▸ PASSAGE CHOISI:
################
Au lendemain de la catastrophe, le mohafez (gouverneur) de Beyrouth, Marwan Abboud, délivrait de premières estimations affolantes : "entre 3 et 5 milliards de dollars, peut-être même plus", de dégâts matériels. À cela s’ajoutent "entre 250 000 et 300 000 habitants [qui] se retrouvent désormais sans abri", leurs maisons ayant été détruites ou étant trop endommagées pour être encore habitables. Plusieurs dizaines de personnes ont passé leur nuit dans la rue, sans savoir où aller.
Si dans la nuit de mardi la sidération l’emportait chez la majorité des Beyrouthins, face à cet énième coup du sort, mercredi, l’heure était plutôt au premier bilan.
"On n’en finira jamais"
################
▸ LA CONSIGNE:
Redonne mot pour mot l'intégralité du passage ci-dessus sur les dégâts à Beyrouth.

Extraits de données
################
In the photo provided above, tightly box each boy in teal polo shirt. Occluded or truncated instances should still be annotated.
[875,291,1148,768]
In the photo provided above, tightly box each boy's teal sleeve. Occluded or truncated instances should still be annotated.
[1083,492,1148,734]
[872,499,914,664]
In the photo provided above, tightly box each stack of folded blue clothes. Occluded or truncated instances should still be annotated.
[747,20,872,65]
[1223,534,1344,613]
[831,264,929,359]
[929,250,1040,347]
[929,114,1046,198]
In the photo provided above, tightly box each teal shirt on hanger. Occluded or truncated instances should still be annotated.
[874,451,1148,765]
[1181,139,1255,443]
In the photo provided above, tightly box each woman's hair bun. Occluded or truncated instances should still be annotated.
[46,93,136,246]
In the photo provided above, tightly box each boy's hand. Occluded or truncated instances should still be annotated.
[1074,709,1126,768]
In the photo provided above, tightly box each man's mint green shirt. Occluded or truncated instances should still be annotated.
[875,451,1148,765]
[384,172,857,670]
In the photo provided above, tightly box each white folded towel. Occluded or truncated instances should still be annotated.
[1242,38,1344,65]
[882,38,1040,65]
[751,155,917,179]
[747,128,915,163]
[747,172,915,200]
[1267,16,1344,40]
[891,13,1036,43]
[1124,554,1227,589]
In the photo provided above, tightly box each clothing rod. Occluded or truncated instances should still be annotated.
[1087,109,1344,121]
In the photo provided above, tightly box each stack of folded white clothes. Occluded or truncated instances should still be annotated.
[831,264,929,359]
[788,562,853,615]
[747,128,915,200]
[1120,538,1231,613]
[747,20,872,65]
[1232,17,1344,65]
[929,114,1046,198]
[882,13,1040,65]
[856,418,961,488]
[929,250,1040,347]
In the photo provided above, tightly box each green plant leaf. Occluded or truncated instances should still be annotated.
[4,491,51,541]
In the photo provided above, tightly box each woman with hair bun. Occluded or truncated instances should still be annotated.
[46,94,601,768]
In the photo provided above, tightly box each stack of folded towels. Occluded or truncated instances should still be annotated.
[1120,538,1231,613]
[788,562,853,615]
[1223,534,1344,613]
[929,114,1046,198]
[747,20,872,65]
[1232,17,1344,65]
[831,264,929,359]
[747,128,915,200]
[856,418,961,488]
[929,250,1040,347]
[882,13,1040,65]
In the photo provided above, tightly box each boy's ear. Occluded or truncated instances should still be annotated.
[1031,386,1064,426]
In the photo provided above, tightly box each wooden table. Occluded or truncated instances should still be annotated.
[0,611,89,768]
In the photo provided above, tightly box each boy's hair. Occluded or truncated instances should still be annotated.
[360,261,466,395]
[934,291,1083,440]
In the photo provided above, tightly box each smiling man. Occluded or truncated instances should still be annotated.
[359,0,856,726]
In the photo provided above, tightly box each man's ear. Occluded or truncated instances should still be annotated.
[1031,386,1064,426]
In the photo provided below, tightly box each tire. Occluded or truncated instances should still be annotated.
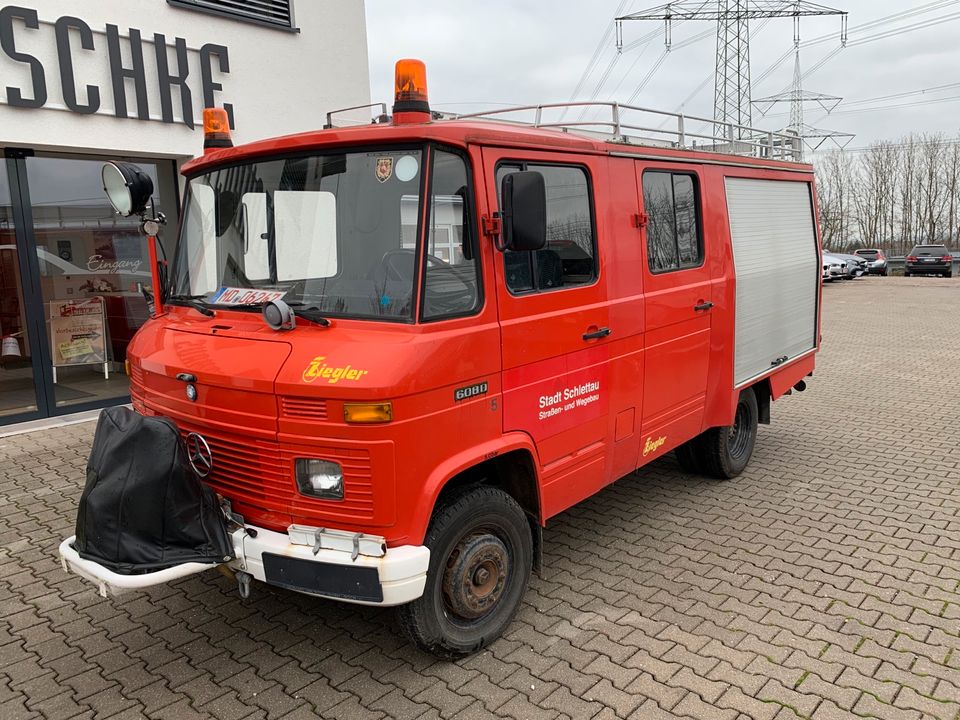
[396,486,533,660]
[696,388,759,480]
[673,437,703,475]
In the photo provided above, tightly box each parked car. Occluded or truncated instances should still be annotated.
################
▸ RÉPONSE RÉDIGÉE:
Au lendemain de la catastrophe, le mohafez (gouverneur) de Beyrouth, Marwan Abboud, délivrait de premières estimations affolantes : "entre 3 et 5 milliards de dollars, peut-être même plus", de dégâts matériels. À cela s’ajoutent "entre 250 000 et 300 000 habitants [qui] se retrouvent désormais sans abri", leurs maisons ayant été détruites ou étant trop endommagées pour être encore habitables. Plusieurs dizaines de personnes ont passé leur nuit dans la rue, sans savoir où aller.
Si dans la nuit de mardi la sidération l’emportait chez la majorité des Beyrouthins, face à cet énième coup du sort, mercredi, l’heure était plutôt au premier bilan.
"On n’en finira jamais"